### OBJECTIVE 1
For each statement below, say whether it agrees with the article on Amazon's layoffs. Answer yes or no, and quote the words from the article that decide it.
(a) More than 78% of the eliminated roles were managers at levels L5 to L7.
(b) About 7,500 of the cuts fell outside the US.
(c) Andy Jassy reduced the manager-to-employee ratio by about 25% this year.
### OBJECTIVE 2
List every news outlet that the article on Amazon's layoffs credits as a source of input.
### OBJECTIVE 3
Please write the next part of the article on Amazon's layoffs, starting after its last sentence.

### SOURCE EXTRACT
- - - -

Amazon’s Big Trim Hits Retail Managers Hard — and Has AWS on Edge
Amazon CEO Andy Jassy (Noah Berger / Noah Berger)

With input from Business Insider, CNN, the Washington Post, and Bloomberg.

Amazon’s latest layoffs landed with surgical precision on its retail org, carving out thousands of early- to mid-level managers while stoking fresh anxiety inside AWS about what might come next.

The company said Tuesday it’s shedding 14,000 corporate jobs. Internal US-focused data viewed by Business Insider shows who took the brunt: more than 78% of the eliminated roles were managers at levels L5 to L7, the band where Amazon’s management track really begins and scales up. Over 80% of those cut sat in the retail empire — e-commerce, HR, logistics — underscoring a push to flatten layers, quicken decision-making, and squeeze more profit from Amazon’s most mature business.

The breakdown covers roughly 7,500 people who got notices in the US on Tuesday, with another 6,500 or so cuts sprinkled across Europe, India, and other regions, according to a person involved in the process. The message from Seattle is familiar: become leaner to “innovate much faster.” CEO Andy Jassy has already shaved the manager-to-employee ratio by about 15% this year, a culture reset that favors speed over sprawling org charts.

- - - -

[Dataset excerpt]
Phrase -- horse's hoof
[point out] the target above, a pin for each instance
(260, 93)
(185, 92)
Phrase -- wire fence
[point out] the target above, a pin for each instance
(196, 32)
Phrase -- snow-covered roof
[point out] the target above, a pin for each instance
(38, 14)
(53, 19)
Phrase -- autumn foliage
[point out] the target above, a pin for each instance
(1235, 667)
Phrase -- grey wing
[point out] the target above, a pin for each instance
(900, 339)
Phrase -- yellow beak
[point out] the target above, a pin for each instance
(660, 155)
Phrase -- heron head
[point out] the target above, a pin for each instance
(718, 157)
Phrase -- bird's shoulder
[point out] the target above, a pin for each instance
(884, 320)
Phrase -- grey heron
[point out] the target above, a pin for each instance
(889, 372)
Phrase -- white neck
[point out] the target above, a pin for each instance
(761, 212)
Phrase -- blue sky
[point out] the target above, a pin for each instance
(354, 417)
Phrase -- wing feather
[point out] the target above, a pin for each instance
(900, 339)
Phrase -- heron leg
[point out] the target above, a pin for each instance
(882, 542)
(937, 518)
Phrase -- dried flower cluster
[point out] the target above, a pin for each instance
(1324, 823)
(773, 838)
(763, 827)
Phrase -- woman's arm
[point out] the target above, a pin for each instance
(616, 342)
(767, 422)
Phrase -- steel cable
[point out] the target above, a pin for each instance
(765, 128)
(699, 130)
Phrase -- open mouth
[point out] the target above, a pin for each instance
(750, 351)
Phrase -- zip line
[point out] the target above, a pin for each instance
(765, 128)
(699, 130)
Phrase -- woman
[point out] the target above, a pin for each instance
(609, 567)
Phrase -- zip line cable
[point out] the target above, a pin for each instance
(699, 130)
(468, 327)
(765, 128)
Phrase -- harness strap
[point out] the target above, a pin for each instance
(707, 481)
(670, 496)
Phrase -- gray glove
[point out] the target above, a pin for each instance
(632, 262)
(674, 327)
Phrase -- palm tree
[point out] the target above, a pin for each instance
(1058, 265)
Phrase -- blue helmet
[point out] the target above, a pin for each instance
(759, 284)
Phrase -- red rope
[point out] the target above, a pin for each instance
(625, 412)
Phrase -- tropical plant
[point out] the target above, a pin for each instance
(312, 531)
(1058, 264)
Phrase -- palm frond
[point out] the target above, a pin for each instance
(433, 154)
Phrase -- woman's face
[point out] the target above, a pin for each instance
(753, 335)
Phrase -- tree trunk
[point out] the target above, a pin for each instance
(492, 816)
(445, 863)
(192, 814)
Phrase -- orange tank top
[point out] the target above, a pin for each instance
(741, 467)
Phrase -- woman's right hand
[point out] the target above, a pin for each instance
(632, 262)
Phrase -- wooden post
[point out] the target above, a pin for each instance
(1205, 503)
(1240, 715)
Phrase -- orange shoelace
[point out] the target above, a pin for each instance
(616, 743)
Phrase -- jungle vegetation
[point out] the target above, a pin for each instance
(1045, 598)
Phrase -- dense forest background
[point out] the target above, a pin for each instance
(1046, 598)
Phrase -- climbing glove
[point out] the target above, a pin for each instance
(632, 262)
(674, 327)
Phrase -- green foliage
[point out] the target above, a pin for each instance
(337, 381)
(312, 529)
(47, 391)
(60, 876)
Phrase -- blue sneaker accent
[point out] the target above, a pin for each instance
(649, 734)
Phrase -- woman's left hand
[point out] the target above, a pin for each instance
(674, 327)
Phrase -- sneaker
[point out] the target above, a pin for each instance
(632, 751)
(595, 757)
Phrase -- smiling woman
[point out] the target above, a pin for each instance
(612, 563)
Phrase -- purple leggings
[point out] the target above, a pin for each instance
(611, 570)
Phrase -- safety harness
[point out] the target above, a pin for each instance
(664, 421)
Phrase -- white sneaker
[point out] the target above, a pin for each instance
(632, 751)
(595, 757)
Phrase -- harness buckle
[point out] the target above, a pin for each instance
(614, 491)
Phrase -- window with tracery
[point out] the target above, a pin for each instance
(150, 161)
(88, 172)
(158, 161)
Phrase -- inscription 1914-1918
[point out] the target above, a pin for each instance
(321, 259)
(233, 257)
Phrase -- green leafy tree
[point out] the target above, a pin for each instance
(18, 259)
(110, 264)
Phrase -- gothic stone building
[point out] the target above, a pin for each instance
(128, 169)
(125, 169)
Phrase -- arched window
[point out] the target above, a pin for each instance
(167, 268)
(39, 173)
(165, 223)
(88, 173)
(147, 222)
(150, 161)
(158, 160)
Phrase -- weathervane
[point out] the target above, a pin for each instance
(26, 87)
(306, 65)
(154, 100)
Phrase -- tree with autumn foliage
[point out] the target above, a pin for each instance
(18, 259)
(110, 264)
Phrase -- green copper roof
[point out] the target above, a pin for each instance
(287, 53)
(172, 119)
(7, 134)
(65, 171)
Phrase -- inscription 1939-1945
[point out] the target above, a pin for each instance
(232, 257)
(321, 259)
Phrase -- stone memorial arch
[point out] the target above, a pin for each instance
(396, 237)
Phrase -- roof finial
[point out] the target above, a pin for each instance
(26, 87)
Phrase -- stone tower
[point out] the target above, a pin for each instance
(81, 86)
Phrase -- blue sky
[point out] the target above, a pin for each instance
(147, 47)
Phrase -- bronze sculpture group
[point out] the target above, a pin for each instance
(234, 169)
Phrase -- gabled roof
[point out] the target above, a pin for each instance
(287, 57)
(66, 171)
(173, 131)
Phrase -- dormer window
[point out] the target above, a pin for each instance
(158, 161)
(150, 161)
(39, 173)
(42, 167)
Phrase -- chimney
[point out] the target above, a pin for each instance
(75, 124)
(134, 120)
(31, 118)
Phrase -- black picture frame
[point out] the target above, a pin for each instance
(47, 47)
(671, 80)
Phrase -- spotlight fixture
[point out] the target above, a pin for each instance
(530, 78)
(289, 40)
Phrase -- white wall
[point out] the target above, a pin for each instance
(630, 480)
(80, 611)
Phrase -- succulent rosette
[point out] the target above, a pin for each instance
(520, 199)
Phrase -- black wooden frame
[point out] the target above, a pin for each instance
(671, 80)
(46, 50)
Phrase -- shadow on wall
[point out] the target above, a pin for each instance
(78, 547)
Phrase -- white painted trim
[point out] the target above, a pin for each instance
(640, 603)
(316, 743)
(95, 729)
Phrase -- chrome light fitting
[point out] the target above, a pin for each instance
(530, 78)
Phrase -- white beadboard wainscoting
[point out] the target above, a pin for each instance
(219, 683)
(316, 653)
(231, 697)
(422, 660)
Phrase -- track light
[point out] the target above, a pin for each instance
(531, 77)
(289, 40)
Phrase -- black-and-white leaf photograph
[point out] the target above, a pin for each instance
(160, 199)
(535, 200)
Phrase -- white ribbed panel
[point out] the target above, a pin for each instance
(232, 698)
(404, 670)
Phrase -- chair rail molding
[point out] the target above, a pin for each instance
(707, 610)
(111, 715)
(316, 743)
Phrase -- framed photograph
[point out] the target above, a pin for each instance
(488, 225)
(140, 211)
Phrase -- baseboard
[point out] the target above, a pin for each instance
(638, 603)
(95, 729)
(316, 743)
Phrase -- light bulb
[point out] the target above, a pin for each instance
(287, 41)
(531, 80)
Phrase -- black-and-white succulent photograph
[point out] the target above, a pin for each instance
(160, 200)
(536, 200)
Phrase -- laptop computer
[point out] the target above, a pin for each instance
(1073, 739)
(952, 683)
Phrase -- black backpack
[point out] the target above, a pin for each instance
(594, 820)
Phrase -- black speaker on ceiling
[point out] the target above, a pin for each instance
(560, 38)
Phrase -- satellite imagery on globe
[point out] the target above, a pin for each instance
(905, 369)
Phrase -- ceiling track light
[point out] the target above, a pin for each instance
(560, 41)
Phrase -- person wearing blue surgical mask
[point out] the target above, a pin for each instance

- - - -

### OUTPUT 1
(a) Yes: "more than 78% of the eliminated roles were managers at levels L5 to L7"
(b) No: "roughly 7,500 people who got notices in the US on Tuesday"
(c) No: "shaved the manager-to-employee ratio by about 15% this year"

### OUTPUT 2
Business Insider, CNN, the Washington Post, Bloomberg

### OUTPUT 3
Inside AWS, the mood is uneasy even though Tuesday’s axe barely grazed the cloud unit — less than 1% of the cuts hit there, compared with about 5% in advertising. Several employees told BI they’re bracing for a heavier round aimed at AWS early next year. Some teams, they say, were told to plan for headcount reductions of about 5% in 2025 and 10% in 2026. None of those plans are public, and the company didn’t comment, but even rumor can rattle an organization that’s been Amazon’s growth engine for a decade.

Beth Galetti, Amazon’s HR chief, framed the reductions as part of running the company “like the world’s largest startup.” The logic: the rise of AI is reshaping work, so Amazon needs fewer layers and more ownership to keep pace. The company insists AI isn’t the direct cause of most of these 14,000 cuts — the technology’s productivity promise is still more aspiration than daily reality — but it’s undeniably the north star for where investments are headed. Retail has been on a tighter leash for months anyway, with a hiring freeze across much of the division, green lights mostly for backfills, and a louder drumbeat on efficiency to fund faster delivery, expanded selection, and a heavier bet on robotics, automation, and AI.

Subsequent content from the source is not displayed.